TEXT EXCERPT Block Start

Incurable diseases distort people’s world view. It is a very well-known fact that people who suffer from Parkinson’s lose all their motivation. However, now scientists from the Monash University proved that dopamine levels in the brain can help people with Parkinson’s disease to combat cognitive apathy and regain cognitive motivation equivalent to healthy individuals.

Low levels of dopamine in people with Parkinson’s disease cause lowered motivation to partake in physically and cognitively challenging activities. Image credit: HKB-Interpretation via Wikimedia (CC BY-SA 4.0)

Dopamine helps regulating movement, learning and emotional responses to reward cues. Parkinson’s disease is actually characterized by the loss of dopamine-producing cells in the brain. People know Parkinson’s by its motor symptoms. However, because this disease affects dopamine production in the brain, it causes patients to love motivation and succumb to cognitive apathy as well. Scientists estimate that around 40 % of Parkinson’s patients suffer from apathy. This results in harmful behaviour, when people refuse to engage in physically and cognitively demanding activities. People lose will to participate in discussions, learn, solve puzzles and so on. Obviously, this affects their quality of life and health prospects.

TEXT EXCERPT Block End
ENTRIES SHOWN Block Start

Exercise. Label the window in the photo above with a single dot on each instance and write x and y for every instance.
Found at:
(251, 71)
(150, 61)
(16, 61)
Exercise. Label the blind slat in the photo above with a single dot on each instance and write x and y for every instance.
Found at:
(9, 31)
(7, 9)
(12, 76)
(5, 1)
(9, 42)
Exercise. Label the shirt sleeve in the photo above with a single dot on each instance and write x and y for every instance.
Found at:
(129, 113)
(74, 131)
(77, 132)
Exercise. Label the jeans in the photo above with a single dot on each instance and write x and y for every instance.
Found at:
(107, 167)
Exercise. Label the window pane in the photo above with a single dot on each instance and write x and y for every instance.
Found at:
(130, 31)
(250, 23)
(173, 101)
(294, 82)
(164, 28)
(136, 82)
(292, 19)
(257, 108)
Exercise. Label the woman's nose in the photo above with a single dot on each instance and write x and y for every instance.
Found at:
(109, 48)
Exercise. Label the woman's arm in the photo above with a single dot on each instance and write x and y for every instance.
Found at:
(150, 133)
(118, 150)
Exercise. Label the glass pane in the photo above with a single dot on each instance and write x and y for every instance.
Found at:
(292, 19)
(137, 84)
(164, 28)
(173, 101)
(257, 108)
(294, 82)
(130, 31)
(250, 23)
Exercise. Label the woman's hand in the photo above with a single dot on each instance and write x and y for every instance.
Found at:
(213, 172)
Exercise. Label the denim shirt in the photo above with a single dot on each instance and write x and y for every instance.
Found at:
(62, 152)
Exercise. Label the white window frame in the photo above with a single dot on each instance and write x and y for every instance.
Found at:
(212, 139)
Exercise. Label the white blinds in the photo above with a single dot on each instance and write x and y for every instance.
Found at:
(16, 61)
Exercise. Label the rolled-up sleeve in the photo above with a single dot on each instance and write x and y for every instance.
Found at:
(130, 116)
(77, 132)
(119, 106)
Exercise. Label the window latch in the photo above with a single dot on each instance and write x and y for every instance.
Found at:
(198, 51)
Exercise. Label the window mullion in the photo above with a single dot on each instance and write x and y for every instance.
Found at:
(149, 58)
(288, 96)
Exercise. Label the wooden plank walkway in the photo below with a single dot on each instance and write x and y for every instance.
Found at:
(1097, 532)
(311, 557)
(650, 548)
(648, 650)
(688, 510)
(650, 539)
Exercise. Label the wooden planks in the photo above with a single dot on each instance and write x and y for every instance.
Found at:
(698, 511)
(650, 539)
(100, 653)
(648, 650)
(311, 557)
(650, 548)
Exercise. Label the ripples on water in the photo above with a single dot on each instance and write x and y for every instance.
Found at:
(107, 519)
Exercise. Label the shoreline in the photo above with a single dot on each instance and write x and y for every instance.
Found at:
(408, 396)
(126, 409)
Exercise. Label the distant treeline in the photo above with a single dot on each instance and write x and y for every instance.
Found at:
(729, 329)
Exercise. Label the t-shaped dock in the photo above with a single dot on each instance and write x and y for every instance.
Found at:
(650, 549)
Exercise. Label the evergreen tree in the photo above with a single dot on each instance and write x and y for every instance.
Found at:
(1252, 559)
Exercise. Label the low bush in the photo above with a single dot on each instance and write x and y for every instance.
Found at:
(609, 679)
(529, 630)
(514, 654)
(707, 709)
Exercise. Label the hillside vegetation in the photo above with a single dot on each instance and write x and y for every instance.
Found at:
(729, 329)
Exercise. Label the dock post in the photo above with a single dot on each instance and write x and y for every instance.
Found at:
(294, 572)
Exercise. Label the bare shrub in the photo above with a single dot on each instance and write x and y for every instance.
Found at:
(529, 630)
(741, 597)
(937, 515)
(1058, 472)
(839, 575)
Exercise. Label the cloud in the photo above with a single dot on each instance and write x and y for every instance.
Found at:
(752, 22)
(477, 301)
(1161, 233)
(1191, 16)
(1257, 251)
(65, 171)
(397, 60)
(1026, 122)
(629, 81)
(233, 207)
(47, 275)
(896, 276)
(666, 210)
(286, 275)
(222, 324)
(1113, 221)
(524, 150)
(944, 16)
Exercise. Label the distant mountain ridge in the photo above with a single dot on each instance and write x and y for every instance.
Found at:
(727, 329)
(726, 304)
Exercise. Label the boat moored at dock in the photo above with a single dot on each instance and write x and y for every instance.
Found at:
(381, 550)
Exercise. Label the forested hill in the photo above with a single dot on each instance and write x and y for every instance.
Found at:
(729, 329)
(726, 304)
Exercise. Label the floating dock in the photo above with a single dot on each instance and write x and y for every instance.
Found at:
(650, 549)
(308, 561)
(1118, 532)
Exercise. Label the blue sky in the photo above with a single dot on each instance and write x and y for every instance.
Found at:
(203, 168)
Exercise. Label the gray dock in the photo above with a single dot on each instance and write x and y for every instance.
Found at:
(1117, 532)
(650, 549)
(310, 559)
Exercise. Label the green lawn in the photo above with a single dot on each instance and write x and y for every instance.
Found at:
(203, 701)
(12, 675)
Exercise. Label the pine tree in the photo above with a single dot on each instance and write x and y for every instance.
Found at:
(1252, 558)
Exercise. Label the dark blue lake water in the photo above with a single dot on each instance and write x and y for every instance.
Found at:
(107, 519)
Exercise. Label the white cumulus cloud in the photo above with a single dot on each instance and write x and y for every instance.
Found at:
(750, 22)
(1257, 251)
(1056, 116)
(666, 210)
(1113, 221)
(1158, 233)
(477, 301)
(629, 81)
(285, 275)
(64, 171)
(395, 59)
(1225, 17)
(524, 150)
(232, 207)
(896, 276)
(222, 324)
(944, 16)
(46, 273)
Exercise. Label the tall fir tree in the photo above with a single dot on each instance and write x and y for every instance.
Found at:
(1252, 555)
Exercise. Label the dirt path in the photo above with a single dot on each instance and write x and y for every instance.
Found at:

ENTRIES SHOWN Block End

DIRECTIONS FOR THIS TASK>
In the Parkinson's disease text, rewrite the part that opens with "Incurable diseases distort" and closes with "(CC BY-SA 4.0)", changing "well-known" to "widely known". These entries have no connection to the text about Parkinson's disease.

ANSWER SPACE>
Incurable diseases distort people’s world view. It is a very widely known fact that people who suffer from Parkinson’s lose all their motivation. However, now scientists from the Monash University proved that dopamine levels in the brain can help people with Parkinson’s disease to combat cognitive apathy and regain cognitive motivation equivalent to healthy individuals.

Low levels of dopamine in people with Parkinson’s disease cause lowered motivation to partake in physically and cognitively challenging activities. Image credit: HKB-Interpretation via Wikimedia (CC BY-SA 4.0)